Records of labeled points:

## START

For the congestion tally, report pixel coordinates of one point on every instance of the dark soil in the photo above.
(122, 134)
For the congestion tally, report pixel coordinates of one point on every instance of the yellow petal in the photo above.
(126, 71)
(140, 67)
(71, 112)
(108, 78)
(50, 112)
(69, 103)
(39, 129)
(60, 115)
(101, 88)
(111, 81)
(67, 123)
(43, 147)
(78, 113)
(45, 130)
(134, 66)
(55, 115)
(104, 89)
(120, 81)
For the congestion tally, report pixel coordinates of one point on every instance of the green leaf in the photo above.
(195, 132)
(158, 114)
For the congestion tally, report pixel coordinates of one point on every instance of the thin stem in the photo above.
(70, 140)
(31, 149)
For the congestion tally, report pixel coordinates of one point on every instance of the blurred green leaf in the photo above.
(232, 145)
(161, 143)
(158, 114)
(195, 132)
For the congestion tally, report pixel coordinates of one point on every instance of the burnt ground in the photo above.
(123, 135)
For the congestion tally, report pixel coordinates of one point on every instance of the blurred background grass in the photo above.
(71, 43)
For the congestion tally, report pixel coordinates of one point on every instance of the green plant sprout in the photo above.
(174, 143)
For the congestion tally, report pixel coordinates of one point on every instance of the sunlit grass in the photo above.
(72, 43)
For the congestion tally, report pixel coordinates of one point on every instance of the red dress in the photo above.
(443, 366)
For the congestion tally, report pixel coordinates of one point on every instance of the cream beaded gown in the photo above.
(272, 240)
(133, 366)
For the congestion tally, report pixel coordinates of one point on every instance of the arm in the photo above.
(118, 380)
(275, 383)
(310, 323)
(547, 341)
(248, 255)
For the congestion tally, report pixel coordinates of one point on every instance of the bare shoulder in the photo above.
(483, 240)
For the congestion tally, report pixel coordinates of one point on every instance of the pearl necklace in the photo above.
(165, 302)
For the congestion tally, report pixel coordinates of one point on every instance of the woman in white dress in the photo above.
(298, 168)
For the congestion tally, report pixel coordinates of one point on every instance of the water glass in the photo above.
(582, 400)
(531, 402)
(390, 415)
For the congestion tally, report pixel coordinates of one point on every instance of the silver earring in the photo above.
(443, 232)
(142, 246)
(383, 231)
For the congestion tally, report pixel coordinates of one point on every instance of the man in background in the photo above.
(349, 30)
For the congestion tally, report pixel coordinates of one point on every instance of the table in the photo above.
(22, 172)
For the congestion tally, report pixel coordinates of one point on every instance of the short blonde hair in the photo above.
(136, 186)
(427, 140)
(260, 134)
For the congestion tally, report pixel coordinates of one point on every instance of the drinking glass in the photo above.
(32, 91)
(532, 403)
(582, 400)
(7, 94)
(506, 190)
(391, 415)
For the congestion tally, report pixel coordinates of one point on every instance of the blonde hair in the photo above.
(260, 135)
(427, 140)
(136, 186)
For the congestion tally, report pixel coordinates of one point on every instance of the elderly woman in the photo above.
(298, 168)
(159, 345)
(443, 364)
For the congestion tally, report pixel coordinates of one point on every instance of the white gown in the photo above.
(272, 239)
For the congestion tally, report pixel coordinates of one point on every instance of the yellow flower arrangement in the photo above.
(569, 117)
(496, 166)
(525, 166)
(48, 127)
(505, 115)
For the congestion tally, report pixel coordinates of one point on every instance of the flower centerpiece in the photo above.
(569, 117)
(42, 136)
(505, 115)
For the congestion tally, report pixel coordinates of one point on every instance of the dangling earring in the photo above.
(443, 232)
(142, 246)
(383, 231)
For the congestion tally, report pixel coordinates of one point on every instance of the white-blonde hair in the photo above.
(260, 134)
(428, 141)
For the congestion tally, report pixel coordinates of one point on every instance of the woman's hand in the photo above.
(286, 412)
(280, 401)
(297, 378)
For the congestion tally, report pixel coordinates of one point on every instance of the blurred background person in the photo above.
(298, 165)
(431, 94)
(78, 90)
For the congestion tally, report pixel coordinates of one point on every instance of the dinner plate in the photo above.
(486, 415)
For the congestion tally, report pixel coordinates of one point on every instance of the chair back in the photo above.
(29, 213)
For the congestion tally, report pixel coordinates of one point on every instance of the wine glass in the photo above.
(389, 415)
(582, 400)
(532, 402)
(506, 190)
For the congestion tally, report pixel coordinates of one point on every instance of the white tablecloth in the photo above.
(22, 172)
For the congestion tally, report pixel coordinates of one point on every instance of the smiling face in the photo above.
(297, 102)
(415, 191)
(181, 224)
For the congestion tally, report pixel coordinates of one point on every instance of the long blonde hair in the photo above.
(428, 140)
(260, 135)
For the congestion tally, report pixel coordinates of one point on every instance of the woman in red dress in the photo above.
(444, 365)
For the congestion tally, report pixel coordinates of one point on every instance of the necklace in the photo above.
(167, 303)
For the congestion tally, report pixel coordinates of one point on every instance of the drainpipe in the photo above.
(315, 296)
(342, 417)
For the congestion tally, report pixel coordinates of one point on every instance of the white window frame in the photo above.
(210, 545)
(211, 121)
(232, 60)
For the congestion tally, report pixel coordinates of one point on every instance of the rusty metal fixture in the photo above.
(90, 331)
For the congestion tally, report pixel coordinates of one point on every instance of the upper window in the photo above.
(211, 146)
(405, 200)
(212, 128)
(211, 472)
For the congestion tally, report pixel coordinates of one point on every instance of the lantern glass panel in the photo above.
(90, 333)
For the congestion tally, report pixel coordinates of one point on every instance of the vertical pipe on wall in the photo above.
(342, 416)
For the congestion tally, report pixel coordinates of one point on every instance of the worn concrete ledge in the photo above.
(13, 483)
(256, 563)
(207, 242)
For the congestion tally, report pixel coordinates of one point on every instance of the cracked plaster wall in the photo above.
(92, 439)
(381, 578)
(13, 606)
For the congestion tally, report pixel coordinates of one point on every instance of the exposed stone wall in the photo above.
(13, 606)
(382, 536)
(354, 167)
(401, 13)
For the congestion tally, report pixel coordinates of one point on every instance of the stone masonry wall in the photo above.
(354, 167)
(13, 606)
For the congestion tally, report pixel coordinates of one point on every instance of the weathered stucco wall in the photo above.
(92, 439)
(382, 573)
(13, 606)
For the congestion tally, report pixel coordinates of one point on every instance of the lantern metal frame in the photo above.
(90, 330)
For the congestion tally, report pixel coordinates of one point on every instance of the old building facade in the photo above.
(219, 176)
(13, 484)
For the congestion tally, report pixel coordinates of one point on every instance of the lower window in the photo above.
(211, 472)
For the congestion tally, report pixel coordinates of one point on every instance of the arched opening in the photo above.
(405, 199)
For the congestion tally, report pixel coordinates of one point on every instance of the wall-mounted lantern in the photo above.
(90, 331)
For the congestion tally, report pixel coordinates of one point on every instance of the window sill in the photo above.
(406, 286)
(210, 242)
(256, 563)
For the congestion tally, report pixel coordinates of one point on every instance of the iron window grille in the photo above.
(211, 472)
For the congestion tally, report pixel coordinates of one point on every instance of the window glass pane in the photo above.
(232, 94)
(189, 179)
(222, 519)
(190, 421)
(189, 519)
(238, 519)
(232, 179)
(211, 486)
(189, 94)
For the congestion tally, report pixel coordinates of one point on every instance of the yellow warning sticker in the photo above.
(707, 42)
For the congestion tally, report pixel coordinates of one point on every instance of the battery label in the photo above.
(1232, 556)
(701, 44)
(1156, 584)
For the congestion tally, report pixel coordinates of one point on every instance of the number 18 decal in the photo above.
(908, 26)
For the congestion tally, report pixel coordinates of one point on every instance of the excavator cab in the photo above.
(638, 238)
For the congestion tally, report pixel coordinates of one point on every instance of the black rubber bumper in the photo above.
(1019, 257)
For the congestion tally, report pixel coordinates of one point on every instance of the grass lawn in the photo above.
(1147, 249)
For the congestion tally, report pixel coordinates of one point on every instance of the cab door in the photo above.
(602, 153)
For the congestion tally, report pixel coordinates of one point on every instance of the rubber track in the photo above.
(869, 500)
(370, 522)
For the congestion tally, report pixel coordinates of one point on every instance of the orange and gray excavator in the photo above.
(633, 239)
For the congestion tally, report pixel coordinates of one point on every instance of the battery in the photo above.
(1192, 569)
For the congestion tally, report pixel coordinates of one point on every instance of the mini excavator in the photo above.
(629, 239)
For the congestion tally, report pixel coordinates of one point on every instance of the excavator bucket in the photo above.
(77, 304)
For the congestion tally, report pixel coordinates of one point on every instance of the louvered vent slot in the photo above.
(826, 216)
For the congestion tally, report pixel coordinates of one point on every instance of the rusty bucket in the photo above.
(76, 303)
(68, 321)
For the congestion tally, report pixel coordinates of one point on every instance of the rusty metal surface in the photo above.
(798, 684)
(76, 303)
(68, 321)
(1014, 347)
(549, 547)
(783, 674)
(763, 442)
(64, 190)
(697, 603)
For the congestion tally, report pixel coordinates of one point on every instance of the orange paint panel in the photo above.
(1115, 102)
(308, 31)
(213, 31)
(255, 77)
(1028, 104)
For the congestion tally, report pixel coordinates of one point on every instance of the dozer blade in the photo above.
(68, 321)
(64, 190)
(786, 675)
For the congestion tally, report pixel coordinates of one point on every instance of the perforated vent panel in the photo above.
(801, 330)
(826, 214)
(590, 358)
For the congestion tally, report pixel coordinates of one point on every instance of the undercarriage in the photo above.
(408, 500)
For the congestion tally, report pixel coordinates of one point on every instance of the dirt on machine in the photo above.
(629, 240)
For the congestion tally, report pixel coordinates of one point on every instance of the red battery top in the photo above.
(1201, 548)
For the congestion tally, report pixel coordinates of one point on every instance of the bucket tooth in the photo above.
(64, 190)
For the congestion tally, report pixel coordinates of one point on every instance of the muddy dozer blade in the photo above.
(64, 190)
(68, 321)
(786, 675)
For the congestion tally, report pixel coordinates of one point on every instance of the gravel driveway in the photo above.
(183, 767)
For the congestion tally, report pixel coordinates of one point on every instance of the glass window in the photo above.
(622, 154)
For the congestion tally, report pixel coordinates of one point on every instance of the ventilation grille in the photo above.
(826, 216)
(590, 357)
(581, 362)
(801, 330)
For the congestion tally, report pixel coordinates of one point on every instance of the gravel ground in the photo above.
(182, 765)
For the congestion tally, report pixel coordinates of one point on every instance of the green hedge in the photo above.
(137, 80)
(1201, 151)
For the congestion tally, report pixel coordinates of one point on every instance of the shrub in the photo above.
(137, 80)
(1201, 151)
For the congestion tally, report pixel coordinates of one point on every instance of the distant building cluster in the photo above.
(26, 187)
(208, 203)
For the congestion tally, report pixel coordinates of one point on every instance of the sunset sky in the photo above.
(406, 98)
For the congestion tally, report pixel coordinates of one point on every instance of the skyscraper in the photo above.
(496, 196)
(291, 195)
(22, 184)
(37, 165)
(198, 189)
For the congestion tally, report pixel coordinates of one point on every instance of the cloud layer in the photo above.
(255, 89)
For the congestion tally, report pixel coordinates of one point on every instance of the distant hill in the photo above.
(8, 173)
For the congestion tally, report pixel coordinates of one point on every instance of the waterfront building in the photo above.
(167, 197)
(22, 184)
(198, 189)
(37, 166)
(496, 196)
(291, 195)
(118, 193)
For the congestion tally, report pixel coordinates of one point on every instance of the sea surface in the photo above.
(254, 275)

## END

[WORK REQUIRED] Find the line containing "layer in the photo above." in the material above. Print it and every line after it through the end, exactly and only those.

[THE RESPONSE]
For the congestion tally, report pixel coordinates of one point on every instance of the cloud layer in the photo above.
(255, 89)
For the congestion tally, report pixel coordinates of one point on every instance of the distant hill in the photo above.
(8, 173)
For the congestion tally, report pixel coordinates of one point on every instance of the waterfront building in the photo above.
(167, 197)
(22, 184)
(198, 189)
(37, 166)
(496, 196)
(291, 195)
(118, 193)
For the congestion tally, report pixel coordinates of one point on every instance of the sea surface in the photo above.
(254, 275)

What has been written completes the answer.